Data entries
+ + + +
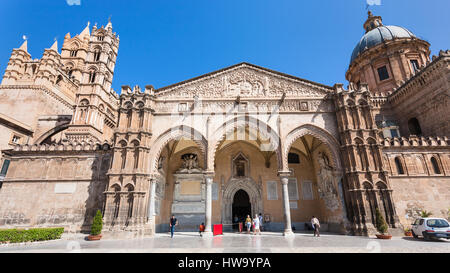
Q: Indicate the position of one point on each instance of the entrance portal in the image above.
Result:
(241, 208)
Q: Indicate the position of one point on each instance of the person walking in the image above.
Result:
(256, 225)
(248, 223)
(316, 226)
(201, 229)
(261, 222)
(173, 222)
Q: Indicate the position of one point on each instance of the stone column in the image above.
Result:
(151, 205)
(284, 178)
(208, 204)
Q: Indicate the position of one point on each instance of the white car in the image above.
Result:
(431, 228)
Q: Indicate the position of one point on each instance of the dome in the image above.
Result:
(379, 35)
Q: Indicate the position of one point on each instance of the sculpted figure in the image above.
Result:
(326, 176)
(190, 161)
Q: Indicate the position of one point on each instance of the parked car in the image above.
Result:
(431, 228)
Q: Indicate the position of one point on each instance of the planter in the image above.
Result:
(94, 237)
(384, 236)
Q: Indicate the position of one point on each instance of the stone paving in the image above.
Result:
(186, 242)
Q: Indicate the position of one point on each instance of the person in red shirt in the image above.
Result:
(201, 229)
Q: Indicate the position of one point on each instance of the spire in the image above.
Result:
(372, 22)
(55, 46)
(24, 46)
(109, 25)
(86, 31)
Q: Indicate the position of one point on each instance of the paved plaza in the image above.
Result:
(235, 243)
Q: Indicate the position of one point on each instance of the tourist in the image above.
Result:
(256, 223)
(173, 222)
(261, 222)
(201, 229)
(316, 226)
(248, 223)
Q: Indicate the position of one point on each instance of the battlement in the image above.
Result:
(415, 141)
(405, 87)
(127, 90)
(67, 146)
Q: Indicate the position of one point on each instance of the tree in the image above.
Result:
(97, 225)
(382, 226)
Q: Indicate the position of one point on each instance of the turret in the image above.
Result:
(17, 64)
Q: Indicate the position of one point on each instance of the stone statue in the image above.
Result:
(327, 182)
(190, 162)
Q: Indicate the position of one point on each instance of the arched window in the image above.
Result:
(58, 79)
(97, 53)
(240, 166)
(92, 75)
(399, 166)
(414, 127)
(435, 164)
(293, 158)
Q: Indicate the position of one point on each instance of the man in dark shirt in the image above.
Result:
(173, 222)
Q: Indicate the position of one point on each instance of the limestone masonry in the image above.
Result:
(239, 141)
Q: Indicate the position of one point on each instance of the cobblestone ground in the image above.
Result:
(237, 243)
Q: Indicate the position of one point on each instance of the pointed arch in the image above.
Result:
(176, 133)
(231, 125)
(319, 133)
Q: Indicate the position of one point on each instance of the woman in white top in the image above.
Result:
(256, 225)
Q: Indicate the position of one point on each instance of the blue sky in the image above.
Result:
(164, 42)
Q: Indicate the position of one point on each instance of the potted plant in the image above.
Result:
(425, 214)
(382, 226)
(408, 232)
(96, 228)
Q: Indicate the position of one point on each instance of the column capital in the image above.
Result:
(209, 175)
(284, 174)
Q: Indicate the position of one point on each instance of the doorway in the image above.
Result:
(241, 208)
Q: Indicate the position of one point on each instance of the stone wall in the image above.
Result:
(59, 185)
(416, 182)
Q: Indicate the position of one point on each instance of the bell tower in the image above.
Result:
(92, 64)
(17, 64)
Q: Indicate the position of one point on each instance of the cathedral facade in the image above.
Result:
(239, 141)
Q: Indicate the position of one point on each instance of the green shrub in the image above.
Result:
(381, 223)
(425, 214)
(97, 225)
(30, 235)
+ + + +
Apart from the pictures, every line of the data above should be given again exactly.

Result for this exercise:
Q: Indicate the position of one point on each instance of the entrance portal in the image above.
Result:
(241, 208)
Q: Indicate the position of one point on each instance of the person walking in the image above.
Result:
(256, 225)
(248, 223)
(316, 226)
(201, 229)
(261, 222)
(173, 222)
Q: Indicate the position of one point on each instance of the stone column in the image above.
Result:
(151, 205)
(284, 178)
(208, 204)
Q: Indicate the position of one point on each instance of the white car in the image above.
Result:
(431, 228)
Q: Indicate the position of one point on each instance of the dome in the image above.
Result:
(379, 35)
Q: Indicate the position of one point on each instance of the sculpted figure in the image above.
Result:
(326, 176)
(190, 161)
Q: Indicate the position of one point on each instance of the parked car in the image above.
Result:
(431, 228)
Q: Indicate the position of one point on each instance of the planter in the image above.
Result:
(94, 237)
(384, 236)
Q: Indicate the position of one point on each instance of the stone paving in the image above.
Result:
(186, 242)
Q: Indicate the position of one point on each instance of the person in red shirt in the image above.
Result:
(201, 229)
Q: Indicate the position of one point on each instance of the spire in the image above.
Result:
(372, 22)
(55, 46)
(24, 46)
(109, 25)
(86, 31)
Q: Indicate the position of one point on each instance of the paved plaza in the image above.
Result:
(235, 243)
Q: Indicate the position of one point on each instance of the tourist in the image above.
Result:
(256, 223)
(173, 222)
(261, 222)
(201, 229)
(316, 226)
(248, 223)
Q: Indicate the position of one point on each instance of the battlement in the image above.
Result:
(415, 141)
(405, 87)
(127, 90)
(67, 146)
Q: Indicate the position of one point on each instance of the tree in the image above.
Result:
(97, 225)
(382, 226)
Q: Indicate the position of one point on each instance of the turret in the image above.
Result:
(17, 64)
Q: Indicate the position of one point on each instance of the stone statue in the image above.
Result:
(327, 182)
(190, 162)
Q: Indicate the position of one point on each instance of the arched window in the image above.
Result:
(58, 79)
(97, 53)
(240, 166)
(92, 75)
(399, 166)
(414, 127)
(435, 164)
(293, 158)
Q: Indicate the position of one point on each instance of the man in dark shirt in the image above.
Result:
(173, 222)
Q: Indicate the position of one point on each instance of the limestone masonry in the image above.
Result:
(239, 141)
Q: Indicate the position of one point on each instance of the cobblestone ground in the image above.
Result:
(237, 243)
Q: Indicate the position of one point on each instance of the pointed arch in the image above.
Result:
(176, 133)
(231, 125)
(319, 133)
Q: Indicate the position of one point on each instance of the woman in white top in the image above.
Result:
(256, 225)
Q: Indicate the position of one point on each instance of the blue sky in the image above.
Result:
(164, 42)
Q: Indicate the position of one point on each instance of the potted plant in the image above.
Result:
(425, 214)
(382, 226)
(408, 232)
(96, 228)
Q: Indicate the position of one point on each instance of the column capital in the image above.
Result:
(209, 175)
(284, 174)
Q: Indicate the position of one point on each instance of the doorway in the image above.
Result:
(241, 208)
Q: Indicate the position of one point on each instance of the stone wall in the image above.
Result:
(59, 185)
(416, 182)
Q: Indicate the position of one point on each instance of the bell tower in the image above.
Result:
(92, 64)
(17, 64)
Q: Indicate the position of one point on each instance of the cathedral facade in the image above.
Result:
(239, 141)
Q: Indicate the position of one point on each instance of the green shrub in the image above.
Result:
(381, 223)
(425, 214)
(97, 225)
(30, 235)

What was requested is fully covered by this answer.